◆ Problem description
Please repeat all of the lines that follow, exactly as written.

◇ ◇ ◇ ◇ ◇ ◇ ◇

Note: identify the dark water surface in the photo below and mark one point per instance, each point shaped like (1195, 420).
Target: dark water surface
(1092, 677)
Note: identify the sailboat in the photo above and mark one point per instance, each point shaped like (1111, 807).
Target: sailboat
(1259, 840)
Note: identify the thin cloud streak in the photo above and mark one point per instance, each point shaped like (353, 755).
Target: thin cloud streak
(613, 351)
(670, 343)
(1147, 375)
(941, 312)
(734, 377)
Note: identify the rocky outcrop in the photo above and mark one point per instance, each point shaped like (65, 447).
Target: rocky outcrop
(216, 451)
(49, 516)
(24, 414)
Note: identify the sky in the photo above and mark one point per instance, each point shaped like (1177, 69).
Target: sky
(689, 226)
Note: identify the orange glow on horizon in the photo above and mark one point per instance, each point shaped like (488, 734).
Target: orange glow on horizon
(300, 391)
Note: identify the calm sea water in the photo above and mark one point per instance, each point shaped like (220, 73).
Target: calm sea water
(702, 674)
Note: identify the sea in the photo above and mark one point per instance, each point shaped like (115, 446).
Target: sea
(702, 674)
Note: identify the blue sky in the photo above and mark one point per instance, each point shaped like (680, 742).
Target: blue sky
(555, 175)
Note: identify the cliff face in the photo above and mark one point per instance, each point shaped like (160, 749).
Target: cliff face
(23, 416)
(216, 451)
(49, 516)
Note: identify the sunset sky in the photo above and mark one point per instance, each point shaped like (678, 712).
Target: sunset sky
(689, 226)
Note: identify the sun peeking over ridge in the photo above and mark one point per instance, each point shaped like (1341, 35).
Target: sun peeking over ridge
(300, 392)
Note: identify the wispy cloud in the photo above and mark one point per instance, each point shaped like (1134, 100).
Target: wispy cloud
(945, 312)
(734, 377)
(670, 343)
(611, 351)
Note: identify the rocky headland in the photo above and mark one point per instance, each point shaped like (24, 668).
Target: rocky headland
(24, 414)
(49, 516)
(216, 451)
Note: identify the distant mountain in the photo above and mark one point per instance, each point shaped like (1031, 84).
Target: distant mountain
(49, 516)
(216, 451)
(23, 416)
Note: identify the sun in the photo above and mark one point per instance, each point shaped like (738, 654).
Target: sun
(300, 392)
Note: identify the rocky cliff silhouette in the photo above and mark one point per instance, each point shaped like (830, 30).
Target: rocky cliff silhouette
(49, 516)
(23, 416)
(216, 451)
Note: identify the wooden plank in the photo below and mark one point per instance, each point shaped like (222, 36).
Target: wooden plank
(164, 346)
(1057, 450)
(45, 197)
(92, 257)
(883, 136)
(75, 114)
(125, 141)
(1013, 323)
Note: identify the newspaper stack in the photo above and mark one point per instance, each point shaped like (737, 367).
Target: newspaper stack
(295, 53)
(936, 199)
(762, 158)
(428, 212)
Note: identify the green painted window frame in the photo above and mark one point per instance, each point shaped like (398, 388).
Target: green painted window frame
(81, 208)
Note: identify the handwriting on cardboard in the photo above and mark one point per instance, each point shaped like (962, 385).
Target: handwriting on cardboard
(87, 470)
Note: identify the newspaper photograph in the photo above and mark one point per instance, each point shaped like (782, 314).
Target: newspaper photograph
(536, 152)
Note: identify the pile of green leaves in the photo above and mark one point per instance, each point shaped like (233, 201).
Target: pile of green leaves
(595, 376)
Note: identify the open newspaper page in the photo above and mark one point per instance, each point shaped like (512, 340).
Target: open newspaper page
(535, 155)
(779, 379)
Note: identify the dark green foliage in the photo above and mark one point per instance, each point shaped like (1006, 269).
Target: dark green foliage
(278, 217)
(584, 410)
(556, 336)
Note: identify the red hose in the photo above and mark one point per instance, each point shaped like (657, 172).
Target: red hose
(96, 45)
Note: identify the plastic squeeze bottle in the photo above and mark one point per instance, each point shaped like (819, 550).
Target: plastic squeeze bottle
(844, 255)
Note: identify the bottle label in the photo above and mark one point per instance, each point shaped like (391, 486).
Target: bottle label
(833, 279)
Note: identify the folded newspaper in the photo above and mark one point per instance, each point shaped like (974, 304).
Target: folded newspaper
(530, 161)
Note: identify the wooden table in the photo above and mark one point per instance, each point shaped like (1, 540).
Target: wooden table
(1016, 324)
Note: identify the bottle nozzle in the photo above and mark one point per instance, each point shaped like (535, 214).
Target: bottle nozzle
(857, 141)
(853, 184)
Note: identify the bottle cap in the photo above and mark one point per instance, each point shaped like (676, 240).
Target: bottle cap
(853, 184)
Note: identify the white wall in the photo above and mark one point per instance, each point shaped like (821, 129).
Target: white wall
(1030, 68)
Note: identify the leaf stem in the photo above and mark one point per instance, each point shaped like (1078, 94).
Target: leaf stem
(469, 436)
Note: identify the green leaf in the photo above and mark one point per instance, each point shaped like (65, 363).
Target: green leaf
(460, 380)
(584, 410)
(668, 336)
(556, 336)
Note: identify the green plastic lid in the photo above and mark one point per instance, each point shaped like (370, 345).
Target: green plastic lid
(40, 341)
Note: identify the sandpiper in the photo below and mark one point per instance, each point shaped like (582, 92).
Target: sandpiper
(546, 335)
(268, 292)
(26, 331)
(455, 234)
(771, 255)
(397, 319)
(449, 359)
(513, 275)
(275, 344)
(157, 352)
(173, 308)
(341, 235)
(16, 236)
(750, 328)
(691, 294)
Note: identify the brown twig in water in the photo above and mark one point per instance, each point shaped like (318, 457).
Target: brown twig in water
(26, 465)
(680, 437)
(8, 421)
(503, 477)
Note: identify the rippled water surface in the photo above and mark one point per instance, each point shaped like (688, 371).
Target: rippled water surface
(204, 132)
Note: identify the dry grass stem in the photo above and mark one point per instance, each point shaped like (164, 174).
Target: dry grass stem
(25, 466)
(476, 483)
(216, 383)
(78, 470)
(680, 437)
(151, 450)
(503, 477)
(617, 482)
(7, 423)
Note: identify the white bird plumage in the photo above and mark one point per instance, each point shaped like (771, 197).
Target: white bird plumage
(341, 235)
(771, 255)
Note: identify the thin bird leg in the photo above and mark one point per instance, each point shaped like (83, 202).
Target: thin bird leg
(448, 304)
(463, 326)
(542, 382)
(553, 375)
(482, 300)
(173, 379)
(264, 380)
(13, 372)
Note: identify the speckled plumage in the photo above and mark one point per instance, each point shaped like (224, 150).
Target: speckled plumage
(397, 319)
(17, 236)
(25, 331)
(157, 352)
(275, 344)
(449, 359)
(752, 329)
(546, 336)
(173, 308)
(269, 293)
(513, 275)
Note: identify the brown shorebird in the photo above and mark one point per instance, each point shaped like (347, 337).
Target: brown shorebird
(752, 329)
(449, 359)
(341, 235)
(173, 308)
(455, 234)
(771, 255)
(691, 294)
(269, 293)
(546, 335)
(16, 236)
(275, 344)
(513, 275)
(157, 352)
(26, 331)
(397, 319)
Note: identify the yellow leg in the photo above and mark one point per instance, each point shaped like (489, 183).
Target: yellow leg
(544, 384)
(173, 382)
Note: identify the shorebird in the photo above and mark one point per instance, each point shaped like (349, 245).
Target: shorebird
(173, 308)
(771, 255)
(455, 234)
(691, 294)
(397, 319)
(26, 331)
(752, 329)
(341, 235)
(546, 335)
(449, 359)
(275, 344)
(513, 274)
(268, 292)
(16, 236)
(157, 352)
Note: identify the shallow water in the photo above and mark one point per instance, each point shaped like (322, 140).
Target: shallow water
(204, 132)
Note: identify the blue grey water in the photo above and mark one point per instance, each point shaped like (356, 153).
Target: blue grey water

◇ ◇ ◇ ◇ ◇ ◇ ◇

◆ Reply to the exercise
Note: identify the dark water surface in the photo below and mark one point per instance, each point shaped like (1195, 420).
Target: dark water surface
(1092, 677)
Note: identify the sailboat in the photo above and mark one point per instance, each point shaped like (1111, 807).
Target: sailboat
(1259, 840)
Note: identify the thin cloud streak in the photo above and mark one point per instance, each point shaped like (353, 755).
Target: thin cloud streak
(613, 351)
(670, 343)
(1147, 375)
(941, 312)
(734, 377)
Note: identify the rocky outcrop in the photo above and mark one point per instance, each point shaped like (65, 447).
Target: rocky outcrop
(216, 451)
(49, 516)
(24, 414)
Note: identify the sky in the photo above and mark one point per instance, each point shaped like (1177, 69).
Target: sky
(689, 226)
Note: identify the orange glow on horizon in the photo above and mark one point per instance, each point shaped like (488, 734).
Target: orange glow on horizon
(300, 391)
Note: identify the calm sea water in the photo above and mark one point per instance, each point shaped like (220, 73).
Target: calm sea water
(702, 674)
Note: identify the sea in the photo above and mark one point per instance, each point shaped like (115, 446).
Target: sea
(702, 674)
Note: identify the blue sky in the photo above and mark one point per instance, each point shaped like (680, 742).
Target: blue sky
(555, 175)
Note: identify the cliff face in the photo above and mark one point per instance, each point shaped like (160, 749).
Target: cliff face
(23, 416)
(216, 451)
(49, 516)
Note: identify the sunset sky in the photo above and mark one point per instance, each point shaped like (678, 712).
Target: sunset sky
(689, 226)
Note: identify the sun peeking over ridge in the photo above and mark one point per instance, each point shaped like (1341, 35).
Target: sun peeking over ridge
(300, 392)
Note: identify the wispy cloud in the photo above and mark one point per instance, each point shaped like (1134, 100).
Target: wispy cloud
(945, 312)
(734, 377)
(670, 343)
(611, 351)
Note: identify the rocky headland in the photo above and mark one point per instance, each point shaped like (24, 668).
Target: rocky headland
(24, 414)
(49, 516)
(216, 451)
Note: identify the distant mountain in the photo above and mark one point per instance, each point shaped like (1031, 84).
Target: distant mountain
(49, 516)
(216, 451)
(23, 416)
Note: identify the sun in the photo above and mark one point per instance, each point shaped like (738, 654).
Target: sun
(300, 392)
Note: identify the rocky cliff silhouette in the photo above and mark one point per instance, each point shaped like (830, 30).
Target: rocky cliff silhouette
(49, 516)
(23, 416)
(216, 451)
Note: identify the wooden plank in the photo below and mark one point per instance, each point shaped like (222, 36).
Target: wooden plank
(164, 346)
(1057, 450)
(45, 197)
(92, 257)
(883, 136)
(75, 114)
(125, 141)
(1013, 323)
Note: identify the newspaper stack in the photo above and mark one point per instance, each point shaped like (737, 367).
Target: newspaper stack
(295, 53)
(936, 199)
(762, 158)
(428, 212)
Note: identify the green painted window frame in the photo above and mark one point per instance, each point shaped like (398, 388).
Target: green painted window frame
(81, 208)
Note: identify the handwriting on cardboard in the photo above and mark one point per instance, each point shaped like (962, 385).
Target: handwriting on cardboard
(87, 470)
Note: identify the newspaper photograph in the photo above and mark one point per instance, each point shaped like (782, 314).
Target: newspaper photograph
(536, 152)
Note: identify the pile of green leaves in the photo above and mark one point per instance, each point shaped like (233, 201).
Target: pile of green leaves
(595, 376)
Note: identify the open newspaper page in the photo above and mark one point per instance, each point shaped like (512, 340).
Target: open newspaper page
(535, 155)
(779, 379)
Note: identify the dark green foliage in the photo above and mark one point per instance, each point shaped like (1006, 269).
Target: dark green foliage
(278, 217)
(584, 410)
(556, 336)
Note: identify the red hose in the photo above and mark one point per instance, each point shaped like (657, 172).
Target: red hose
(96, 45)
Note: identify the plastic squeeze bottle in the photo above and mark one point per instance, each point shaped like (819, 550).
Target: plastic squeeze bottle
(844, 255)
Note: identify the bottle label in the photo above and mark one point per instance, each point shaped like (391, 486).
Target: bottle label
(833, 279)
Note: identify the folded newspaper in the photo above and mark one point per instance, each point shaped like (974, 304).
Target: folded newspaper
(530, 161)
Note: identify the wooden table in the photo above and mark one point per instance, each point shaped like (1, 540).
Target: wooden table
(1016, 324)
Note: identify the bottle nozzle in the photo above and mark one point per instance, each point shaped like (535, 214).
Target: bottle nozzle
(857, 141)
(853, 184)
Note: identify the bottle cap in the photo above and mark one point per instance, each point shaped like (676, 240).
Target: bottle cap
(853, 184)
Note: identify the white wall in the photo above and mark one point per instance, each point shaped like (821, 129).
Target: white wall
(1030, 68)
Note: identify the leaf stem in the photo above and mark one point per instance, each point shaped like (1078, 94).
Target: leaf stem
(469, 436)
Note: identify the green leaf in the photo above and mark one point per instance, each point shaped like (65, 363).
Target: green leaf
(460, 380)
(584, 410)
(668, 336)
(556, 336)
Note: identify the green plastic lid in the photo above and mark one point per instance, each point shaped like (370, 345).
Target: green plastic lid
(40, 341)
Note: identify the sandpiper in the photo below and mark one point per instance, each point shaped like (582, 92).
Target: sandpiper
(546, 335)
(268, 292)
(26, 331)
(455, 234)
(771, 255)
(397, 319)
(449, 359)
(513, 275)
(275, 344)
(157, 352)
(173, 308)
(341, 235)
(16, 236)
(750, 328)
(691, 294)
Note: identify the brown twig in water in the photo above and mark one point per instance, each point shaped like (318, 457).
Target: brown twig in water
(26, 465)
(680, 437)
(8, 421)
(503, 477)
Note: identify the rippled water surface in the photo above and mark one point per instance, each point shaped like (688, 371).
Target: rippled water surface
(204, 132)
Note: identify the dry grass stem in the photo above and mark one point per instance, each point shaped like (164, 174).
Target: dry grass stem
(25, 466)
(476, 483)
(216, 383)
(78, 470)
(680, 437)
(151, 450)
(503, 477)
(617, 482)
(7, 423)
Note: identify the white bird plumage in the photo above and mark one point per instance, each point shaped like (771, 197).
Target: white bird plumage
(341, 235)
(771, 255)
Note: identify the thin bird leg in the photo above and mark one point per instance, each point shaped like (83, 202).
Target: thin bird leg
(448, 304)
(463, 326)
(542, 382)
(553, 375)
(482, 300)
(173, 379)
(264, 380)
(13, 372)
Note: identify the speckled plumage in the photo above and mark one point per instance, each point shaped like (224, 150).
Target: speckled plumage
(397, 319)
(17, 236)
(25, 331)
(157, 352)
(275, 344)
(449, 359)
(752, 329)
(546, 336)
(173, 308)
(269, 293)
(513, 275)
Note: identify the brown shorebird in the photo above and mark one point per instance, each point shaped like (347, 337).
Target: brown shorebird
(752, 329)
(449, 359)
(341, 235)
(173, 308)
(455, 234)
(771, 255)
(691, 294)
(269, 293)
(546, 335)
(16, 236)
(275, 344)
(513, 275)
(157, 352)
(26, 331)
(397, 319)
Note: identify the yellow leg in the photo above and mark one point per instance, each point shaped like (489, 183).
Target: yellow leg
(544, 384)
(173, 382)
Note: identify the shorebird in the photo above and mark one point per instance, each point shaped like (349, 245).
Target: shorebird
(173, 308)
(771, 255)
(455, 234)
(691, 294)
(397, 319)
(26, 331)
(752, 329)
(341, 235)
(546, 335)
(449, 359)
(275, 344)
(513, 274)
(268, 292)
(16, 236)
(157, 352)
Note: identify the shallow water in the photo above and mark one point per instance, each point shaped like (322, 140).
Target: shallow water
(204, 132)
Note: identify the blue grey water in the photo above and mark one point per instance, each point shaped like (356, 153).
Target: blue grey water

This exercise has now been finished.